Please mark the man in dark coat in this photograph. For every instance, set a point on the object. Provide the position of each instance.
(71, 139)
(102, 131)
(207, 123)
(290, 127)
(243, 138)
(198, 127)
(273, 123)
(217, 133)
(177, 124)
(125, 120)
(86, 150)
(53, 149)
+ + + + + + +
* _What is required_
All of the material above needs repeating. Keep it exact.

* _Response to this exercise_
Please mark the man in dark coat in this photograph. For every instance, set a point on the object. Provide the position of each instance.
(71, 139)
(102, 131)
(207, 123)
(290, 127)
(243, 138)
(198, 127)
(273, 123)
(217, 133)
(177, 124)
(125, 120)
(86, 150)
(53, 149)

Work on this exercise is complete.